▸ **YOUR INSTRUCTIONS**
One range is to be output from the listing below, exactly as written: the line with "limestone rock formation." to the line with "the metal railing.", both kept.

____ DATA SUPPLIED

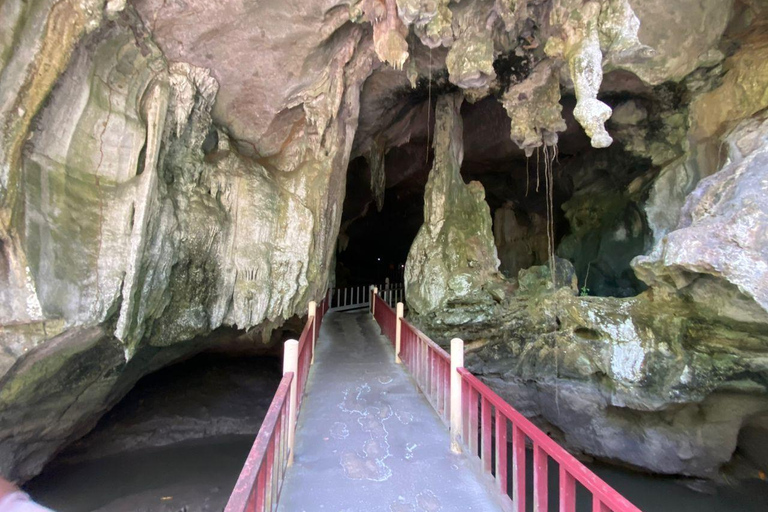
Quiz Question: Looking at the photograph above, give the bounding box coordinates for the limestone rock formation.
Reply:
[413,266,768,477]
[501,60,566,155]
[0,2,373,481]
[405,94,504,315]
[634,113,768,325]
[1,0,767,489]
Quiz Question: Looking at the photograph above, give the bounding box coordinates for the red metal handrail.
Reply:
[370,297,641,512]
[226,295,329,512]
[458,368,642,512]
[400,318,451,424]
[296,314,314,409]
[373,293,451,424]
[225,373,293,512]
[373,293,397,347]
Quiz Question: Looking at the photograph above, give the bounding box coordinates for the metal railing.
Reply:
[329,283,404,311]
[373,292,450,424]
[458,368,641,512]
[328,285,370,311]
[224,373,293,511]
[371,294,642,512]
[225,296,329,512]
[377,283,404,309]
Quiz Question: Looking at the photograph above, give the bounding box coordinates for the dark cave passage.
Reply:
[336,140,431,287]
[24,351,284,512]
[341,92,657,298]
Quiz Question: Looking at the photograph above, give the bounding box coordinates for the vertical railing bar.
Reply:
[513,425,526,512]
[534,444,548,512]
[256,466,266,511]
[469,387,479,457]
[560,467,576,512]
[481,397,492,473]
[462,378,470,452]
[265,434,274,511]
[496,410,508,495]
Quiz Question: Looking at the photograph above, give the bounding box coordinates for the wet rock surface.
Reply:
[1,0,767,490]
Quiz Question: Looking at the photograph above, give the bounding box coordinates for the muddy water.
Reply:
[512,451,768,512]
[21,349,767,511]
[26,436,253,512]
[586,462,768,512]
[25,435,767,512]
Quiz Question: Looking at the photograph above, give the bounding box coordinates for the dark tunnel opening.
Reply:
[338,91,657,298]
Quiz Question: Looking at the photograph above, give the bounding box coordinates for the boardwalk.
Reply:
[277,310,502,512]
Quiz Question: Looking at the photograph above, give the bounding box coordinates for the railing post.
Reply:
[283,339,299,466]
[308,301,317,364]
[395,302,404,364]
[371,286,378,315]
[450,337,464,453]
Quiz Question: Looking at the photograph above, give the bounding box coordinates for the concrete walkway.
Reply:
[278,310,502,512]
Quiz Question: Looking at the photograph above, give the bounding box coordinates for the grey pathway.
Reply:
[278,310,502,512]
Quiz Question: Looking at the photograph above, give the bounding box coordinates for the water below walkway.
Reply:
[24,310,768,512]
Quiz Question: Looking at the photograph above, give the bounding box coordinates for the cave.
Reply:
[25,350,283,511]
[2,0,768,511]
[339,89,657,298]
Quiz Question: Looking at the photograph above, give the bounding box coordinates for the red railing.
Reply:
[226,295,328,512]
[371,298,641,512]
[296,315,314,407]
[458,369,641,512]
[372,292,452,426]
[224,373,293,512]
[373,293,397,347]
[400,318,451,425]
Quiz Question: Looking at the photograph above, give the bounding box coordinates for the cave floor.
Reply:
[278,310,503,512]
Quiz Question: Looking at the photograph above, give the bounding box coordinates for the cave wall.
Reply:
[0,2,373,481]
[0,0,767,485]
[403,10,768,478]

________
____ DATA SUPPLIED

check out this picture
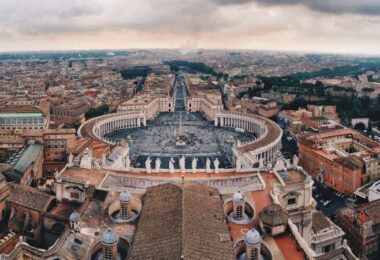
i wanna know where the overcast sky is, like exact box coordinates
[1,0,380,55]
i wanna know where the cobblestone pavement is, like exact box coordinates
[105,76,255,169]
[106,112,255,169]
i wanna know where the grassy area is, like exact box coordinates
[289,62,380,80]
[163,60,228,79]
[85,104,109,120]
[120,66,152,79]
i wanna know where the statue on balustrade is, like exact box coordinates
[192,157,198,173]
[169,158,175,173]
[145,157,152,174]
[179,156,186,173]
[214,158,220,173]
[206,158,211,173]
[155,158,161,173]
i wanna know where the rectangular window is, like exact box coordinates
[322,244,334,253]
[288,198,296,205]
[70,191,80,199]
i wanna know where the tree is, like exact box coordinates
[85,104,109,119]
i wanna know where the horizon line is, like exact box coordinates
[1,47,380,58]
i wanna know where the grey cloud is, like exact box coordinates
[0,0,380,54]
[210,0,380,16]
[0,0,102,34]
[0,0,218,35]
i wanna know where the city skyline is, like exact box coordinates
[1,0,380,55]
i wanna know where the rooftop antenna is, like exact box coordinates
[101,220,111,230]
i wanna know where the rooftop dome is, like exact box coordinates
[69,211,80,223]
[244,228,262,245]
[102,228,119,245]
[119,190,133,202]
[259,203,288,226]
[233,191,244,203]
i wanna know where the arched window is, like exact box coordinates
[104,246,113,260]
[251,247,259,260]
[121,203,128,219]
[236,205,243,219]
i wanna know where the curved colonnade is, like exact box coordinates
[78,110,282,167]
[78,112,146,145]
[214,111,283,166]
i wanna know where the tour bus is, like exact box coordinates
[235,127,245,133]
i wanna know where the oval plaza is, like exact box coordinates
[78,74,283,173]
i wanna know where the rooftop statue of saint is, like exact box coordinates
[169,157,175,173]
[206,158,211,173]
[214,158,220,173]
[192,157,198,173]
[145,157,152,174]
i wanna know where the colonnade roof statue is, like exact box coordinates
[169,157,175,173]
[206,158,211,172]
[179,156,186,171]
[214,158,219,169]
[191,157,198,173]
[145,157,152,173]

________
____ DATA SUPPLIED

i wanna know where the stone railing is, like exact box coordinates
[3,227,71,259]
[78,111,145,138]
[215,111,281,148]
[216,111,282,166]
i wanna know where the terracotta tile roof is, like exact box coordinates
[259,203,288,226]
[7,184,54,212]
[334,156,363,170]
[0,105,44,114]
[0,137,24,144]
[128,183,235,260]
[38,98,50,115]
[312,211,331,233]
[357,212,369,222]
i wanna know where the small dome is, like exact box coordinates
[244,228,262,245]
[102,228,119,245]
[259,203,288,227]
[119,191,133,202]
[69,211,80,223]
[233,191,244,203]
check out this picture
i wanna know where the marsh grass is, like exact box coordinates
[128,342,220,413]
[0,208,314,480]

________

▸ **TASK SOLUTION**
Quiz Question: Looking at the photograph above, give the bounding box coordinates for the limestone rock formation.
Reply:
[413,266,768,477]
[501,60,566,155]
[0,2,373,481]
[405,94,504,315]
[634,113,768,325]
[1,0,767,489]
Quiz Question: Looking at the photograph above, give the bounding box coordinates for the red metal handrail.
Reply:
[370,297,641,512]
[226,295,329,512]
[458,368,642,512]
[400,318,451,424]
[296,314,314,409]
[373,293,451,424]
[225,373,293,512]
[373,293,397,347]
Quiz Question: Looking at the photograph above, give the bounding box coordinates for the metal railing.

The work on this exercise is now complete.